WHAT IS REQUIRED:
Copy out the complete listing, word for word.

# START OF RECORDS SUPPLIED

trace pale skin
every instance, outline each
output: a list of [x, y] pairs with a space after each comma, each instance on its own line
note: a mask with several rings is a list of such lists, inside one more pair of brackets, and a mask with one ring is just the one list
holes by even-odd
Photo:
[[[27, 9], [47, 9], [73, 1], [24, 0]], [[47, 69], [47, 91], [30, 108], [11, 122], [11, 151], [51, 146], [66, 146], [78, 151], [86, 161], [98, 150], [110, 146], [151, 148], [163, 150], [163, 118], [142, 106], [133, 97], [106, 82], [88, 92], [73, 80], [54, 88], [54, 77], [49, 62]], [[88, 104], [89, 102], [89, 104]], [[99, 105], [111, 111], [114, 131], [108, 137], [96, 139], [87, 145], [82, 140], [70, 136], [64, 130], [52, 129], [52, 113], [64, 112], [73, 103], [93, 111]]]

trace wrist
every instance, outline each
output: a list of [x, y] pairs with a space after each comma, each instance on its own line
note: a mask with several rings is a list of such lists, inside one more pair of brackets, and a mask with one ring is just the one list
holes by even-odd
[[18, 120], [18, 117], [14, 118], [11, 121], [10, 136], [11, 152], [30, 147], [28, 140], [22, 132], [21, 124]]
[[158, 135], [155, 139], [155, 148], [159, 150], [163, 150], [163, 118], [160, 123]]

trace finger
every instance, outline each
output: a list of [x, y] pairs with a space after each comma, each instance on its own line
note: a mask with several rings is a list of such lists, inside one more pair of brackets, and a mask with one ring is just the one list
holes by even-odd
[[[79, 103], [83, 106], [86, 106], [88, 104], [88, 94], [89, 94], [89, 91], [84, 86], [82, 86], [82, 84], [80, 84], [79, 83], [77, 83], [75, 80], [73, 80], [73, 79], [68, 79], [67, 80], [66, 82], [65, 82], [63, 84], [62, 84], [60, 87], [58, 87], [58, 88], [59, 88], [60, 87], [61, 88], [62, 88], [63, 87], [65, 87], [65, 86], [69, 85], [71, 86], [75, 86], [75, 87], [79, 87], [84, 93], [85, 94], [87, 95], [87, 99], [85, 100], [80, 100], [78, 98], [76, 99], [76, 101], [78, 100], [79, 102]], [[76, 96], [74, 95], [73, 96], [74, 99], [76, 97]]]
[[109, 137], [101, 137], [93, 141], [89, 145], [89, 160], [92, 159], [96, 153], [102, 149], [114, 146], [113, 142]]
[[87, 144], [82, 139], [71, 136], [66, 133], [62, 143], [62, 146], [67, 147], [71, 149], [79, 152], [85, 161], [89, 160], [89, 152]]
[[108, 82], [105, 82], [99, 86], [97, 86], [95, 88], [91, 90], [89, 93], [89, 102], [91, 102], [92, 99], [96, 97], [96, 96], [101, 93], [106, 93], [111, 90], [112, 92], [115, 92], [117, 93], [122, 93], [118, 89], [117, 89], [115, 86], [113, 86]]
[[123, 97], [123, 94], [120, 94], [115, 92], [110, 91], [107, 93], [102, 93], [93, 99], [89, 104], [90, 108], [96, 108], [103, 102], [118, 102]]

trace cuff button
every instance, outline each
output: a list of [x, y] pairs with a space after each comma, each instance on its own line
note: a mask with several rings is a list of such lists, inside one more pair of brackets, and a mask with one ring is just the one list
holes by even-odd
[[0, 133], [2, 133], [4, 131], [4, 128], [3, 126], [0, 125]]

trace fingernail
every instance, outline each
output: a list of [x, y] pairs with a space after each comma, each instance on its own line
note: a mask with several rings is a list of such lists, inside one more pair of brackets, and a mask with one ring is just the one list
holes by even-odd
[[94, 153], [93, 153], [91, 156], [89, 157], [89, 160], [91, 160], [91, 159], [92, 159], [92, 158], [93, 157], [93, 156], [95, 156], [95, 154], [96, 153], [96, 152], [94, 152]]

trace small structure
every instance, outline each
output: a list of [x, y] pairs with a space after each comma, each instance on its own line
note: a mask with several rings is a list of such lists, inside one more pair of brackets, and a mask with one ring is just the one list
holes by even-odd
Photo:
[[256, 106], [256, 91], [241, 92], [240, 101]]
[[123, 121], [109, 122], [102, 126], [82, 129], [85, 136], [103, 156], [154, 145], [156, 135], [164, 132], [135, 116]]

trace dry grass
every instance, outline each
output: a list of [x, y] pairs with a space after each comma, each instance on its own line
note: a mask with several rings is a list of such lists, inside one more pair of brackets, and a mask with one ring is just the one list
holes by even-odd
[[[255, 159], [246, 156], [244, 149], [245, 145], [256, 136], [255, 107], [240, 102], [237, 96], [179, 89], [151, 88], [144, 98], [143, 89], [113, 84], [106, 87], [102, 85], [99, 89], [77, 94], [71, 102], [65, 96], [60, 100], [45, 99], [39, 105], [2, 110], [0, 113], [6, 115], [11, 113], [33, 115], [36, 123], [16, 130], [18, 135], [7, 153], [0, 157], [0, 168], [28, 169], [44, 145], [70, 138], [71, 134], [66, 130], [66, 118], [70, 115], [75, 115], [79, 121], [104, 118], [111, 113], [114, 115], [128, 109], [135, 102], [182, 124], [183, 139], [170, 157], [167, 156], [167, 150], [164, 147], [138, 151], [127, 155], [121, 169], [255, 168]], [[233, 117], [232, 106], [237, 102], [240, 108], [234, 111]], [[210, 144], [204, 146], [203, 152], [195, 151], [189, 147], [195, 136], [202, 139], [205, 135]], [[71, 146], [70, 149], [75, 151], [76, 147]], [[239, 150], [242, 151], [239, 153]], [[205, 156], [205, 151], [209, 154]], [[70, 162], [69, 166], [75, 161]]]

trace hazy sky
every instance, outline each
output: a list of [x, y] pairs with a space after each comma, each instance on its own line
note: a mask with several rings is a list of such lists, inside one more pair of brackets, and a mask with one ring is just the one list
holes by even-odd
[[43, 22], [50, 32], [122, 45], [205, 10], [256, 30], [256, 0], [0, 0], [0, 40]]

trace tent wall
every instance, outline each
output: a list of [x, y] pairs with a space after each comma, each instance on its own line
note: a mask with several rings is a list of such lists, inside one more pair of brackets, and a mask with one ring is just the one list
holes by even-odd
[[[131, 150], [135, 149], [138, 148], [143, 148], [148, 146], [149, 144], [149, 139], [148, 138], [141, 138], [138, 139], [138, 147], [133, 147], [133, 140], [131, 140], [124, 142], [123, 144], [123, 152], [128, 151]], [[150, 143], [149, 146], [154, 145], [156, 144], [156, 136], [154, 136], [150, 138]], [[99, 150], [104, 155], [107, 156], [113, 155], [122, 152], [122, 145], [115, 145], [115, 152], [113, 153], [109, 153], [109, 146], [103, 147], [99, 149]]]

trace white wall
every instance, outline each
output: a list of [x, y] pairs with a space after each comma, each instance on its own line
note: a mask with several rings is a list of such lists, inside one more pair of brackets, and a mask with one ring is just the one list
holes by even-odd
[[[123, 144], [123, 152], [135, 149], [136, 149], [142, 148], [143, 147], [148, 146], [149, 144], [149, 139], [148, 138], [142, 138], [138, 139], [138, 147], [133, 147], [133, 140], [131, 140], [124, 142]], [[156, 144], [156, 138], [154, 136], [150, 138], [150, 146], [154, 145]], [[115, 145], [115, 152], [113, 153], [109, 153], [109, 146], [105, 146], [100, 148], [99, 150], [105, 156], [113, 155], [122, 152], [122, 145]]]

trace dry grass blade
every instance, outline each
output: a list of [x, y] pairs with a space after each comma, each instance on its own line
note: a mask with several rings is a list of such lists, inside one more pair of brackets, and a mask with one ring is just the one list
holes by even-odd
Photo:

# END OF RECORDS SUPPLIED

SOLUTION TO THIS TASK:
trace pale skin
every instance, outline each
output: a list of [x, y] pairs with a space after each comma, each instance on its own line
note: a mask with several rings is a list of such lists, inside one more pair of brackets, and a mask with one ring is just the one list
holes by even-odd
Photo:
[[[27, 9], [47, 9], [73, 1], [24, 0]], [[47, 69], [47, 91], [30, 108], [11, 122], [11, 151], [51, 146], [66, 146], [78, 151], [86, 161], [98, 150], [110, 146], [151, 148], [163, 150], [163, 118], [142, 106], [133, 97], [106, 82], [88, 92], [73, 80], [54, 88], [54, 77], [49, 62]], [[88, 104], [89, 102], [89, 104]], [[99, 105], [111, 111], [114, 131], [108, 137], [96, 139], [87, 145], [82, 140], [70, 136], [64, 130], [52, 129], [52, 113], [64, 112], [73, 103], [93, 111]]]

trace wrist
every instance, outline each
output: a list of [x, y] pairs with a space after each comma, each instance on its own line
note: a mask with several rings is a list of such lists, inside one more pair of brackets, and a mask with one ring is just the one list
holes by even-odd
[[18, 120], [18, 117], [14, 118], [11, 121], [10, 136], [11, 152], [30, 147], [28, 140], [22, 132], [21, 124]]
[[158, 135], [155, 139], [155, 148], [159, 150], [163, 150], [163, 118], [160, 123]]

trace finger
every instance, outline each
output: a list of [x, y] pairs with a space after each comma, each instance on its own line
note: a mask with several rings is a list of such lists, inside one more pair of brackets, and a mask with one ring is just the one list
holes by even-odd
[[[79, 103], [83, 106], [86, 106], [88, 104], [88, 94], [89, 94], [89, 91], [84, 86], [82, 86], [82, 84], [80, 84], [79, 83], [77, 83], [75, 80], [73, 80], [73, 79], [68, 79], [67, 80], [66, 82], [65, 82], [63, 84], [62, 84], [60, 87], [58, 87], [58, 88], [59, 88], [60, 87], [61, 88], [62, 88], [63, 87], [65, 87], [65, 86], [69, 85], [71, 86], [75, 86], [75, 87], [79, 87], [84, 93], [85, 94], [87, 95], [87, 99], [85, 100], [80, 100], [78, 98], [76, 99], [76, 101], [78, 100], [79, 102]], [[76, 96], [74, 95], [73, 96], [74, 99], [76, 97]]]
[[109, 137], [101, 137], [93, 141], [89, 145], [89, 160], [92, 159], [96, 153], [102, 149], [114, 146], [113, 142]]
[[87, 144], [82, 139], [71, 136], [66, 133], [62, 143], [62, 146], [67, 147], [71, 149], [79, 152], [85, 161], [89, 160], [89, 152]]
[[108, 82], [105, 82], [99, 86], [97, 86], [95, 88], [91, 90], [89, 93], [89, 102], [91, 102], [92, 99], [96, 97], [96, 96], [101, 93], [106, 93], [111, 90], [112, 92], [115, 92], [117, 93], [122, 93], [118, 89], [117, 89], [115, 86], [113, 86]]
[[123, 97], [123, 94], [120, 94], [115, 92], [110, 91], [107, 93], [102, 93], [93, 99], [89, 104], [90, 108], [96, 108], [103, 102], [118, 102]]

trace cuff button
every instance, outline each
output: a list of [x, y] pairs with a space after each comma, each instance on its own line
note: a mask with several rings is a list of such lists, inside one more pair of brackets, and a mask with one ring is just the one list
holes by even-odd
[[0, 133], [2, 133], [4, 131], [4, 128], [3, 126], [0, 125]]

trace fingernail
every instance, outline each
output: a list of [x, y] pairs with a space after each comma, each instance on its own line
note: a mask with several rings is a list of such lists, inside one more pair of brackets, and a mask with one ring is just the one list
holes by even-odd
[[94, 153], [93, 153], [91, 156], [89, 157], [89, 160], [91, 160], [91, 159], [92, 159], [92, 158], [93, 157], [93, 156], [95, 156], [95, 154], [96, 153], [96, 152], [94, 152]]

trace small structure
every instance, outline each
output: a list of [x, y] pairs with a space after each comma, each instance on its own line
note: a mask with several rings is a list of such lists, inside one more pair of brackets, and a mask with one ring is just the one list
holes by even-odd
Photo:
[[256, 106], [256, 91], [241, 92], [240, 101]]
[[123, 121], [109, 122], [102, 126], [82, 129], [85, 136], [103, 156], [154, 145], [156, 135], [164, 132], [135, 116]]

trace dry grass
every instance, outline each
output: a list of [x, y] pairs with a space after each comma, each instance on its own line
note: a mask with several rings is a list of such lists, inside one more pair of brackets, and a mask with one ring is just the one list
holes by even-odd
[[[255, 159], [246, 156], [244, 149], [245, 145], [256, 136], [255, 107], [240, 102], [237, 96], [179, 89], [151, 88], [144, 98], [143, 89], [113, 84], [106, 87], [102, 85], [99, 89], [77, 94], [71, 102], [65, 96], [60, 100], [45, 99], [39, 105], [2, 110], [0, 113], [6, 115], [11, 113], [33, 115], [36, 123], [16, 130], [18, 135], [7, 153], [0, 157], [0, 168], [28, 169], [44, 145], [70, 138], [71, 134], [66, 130], [66, 118], [70, 115], [75, 115], [79, 121], [104, 118], [111, 113], [114, 115], [128, 109], [135, 102], [182, 124], [183, 139], [170, 157], [167, 156], [167, 150], [164, 147], [138, 151], [127, 155], [121, 169], [255, 168]], [[233, 117], [232, 106], [237, 102], [240, 108], [234, 111]], [[210, 144], [204, 146], [203, 152], [195, 151], [189, 147], [195, 136], [202, 139], [205, 135]], [[71, 146], [70, 149], [75, 151], [76, 147]], [[239, 150], [242, 151], [239, 153]], [[205, 156], [205, 151], [209, 154]], [[70, 162], [69, 166], [75, 161]]]

trace hazy sky
every instance, outline each
output: a list of [x, y] pairs with a space after each comma, each instance on its own line
note: a mask with several rings is a list of such lists, inside one more pair of brackets, and a mask with one ring is just the one list
holes by even-odd
[[43, 22], [50, 32], [122, 45], [205, 10], [256, 30], [256, 0], [0, 0], [0, 40]]

trace tent wall
every instance, outline each
output: a list of [x, y] pairs with a space after each comma, each instance on its own line
note: a mask with several rings is a list of such lists, inside one more pair of brackets, and a mask with one ring is just the one list
holes by even-odd
[[[131, 150], [135, 149], [138, 148], [143, 148], [148, 146], [149, 144], [149, 139], [148, 138], [141, 138], [138, 139], [138, 147], [133, 147], [133, 140], [131, 140], [124, 142], [123, 144], [123, 152], [128, 151]], [[150, 143], [149, 146], [154, 145], [156, 144], [156, 136], [154, 136], [150, 138]], [[99, 150], [104, 155], [107, 156], [113, 155], [122, 152], [122, 145], [115, 145], [115, 152], [113, 153], [109, 153], [109, 146], [103, 147], [99, 149]]]

trace white wall
every instance, outline each
output: a list of [x, y] pairs with a space after each comma, each instance on its own line
note: a mask with several rings is a list of such lists, inside one more pair of brackets, and a mask with one ring is just the one list
holes by even-odd
[[[123, 144], [123, 152], [135, 149], [136, 149], [142, 148], [143, 147], [148, 146], [149, 144], [149, 139], [148, 138], [142, 138], [138, 139], [138, 147], [133, 147], [133, 140], [131, 140], [124, 142]], [[156, 144], [156, 138], [154, 136], [150, 138], [150, 146], [154, 145]], [[115, 145], [115, 152], [113, 153], [109, 153], [109, 146], [105, 146], [100, 148], [99, 150], [105, 156], [113, 155], [122, 152], [122, 145]]]

trace dry grass blade
every instance, outline each
output: a list of [x, y] pairs with a space after each comma, each instance on its own line
note: a mask with several rings is a list of such lists, inside one more pair of brackets, and a mask with one ring is just the one list
holes by even-odd
Photo:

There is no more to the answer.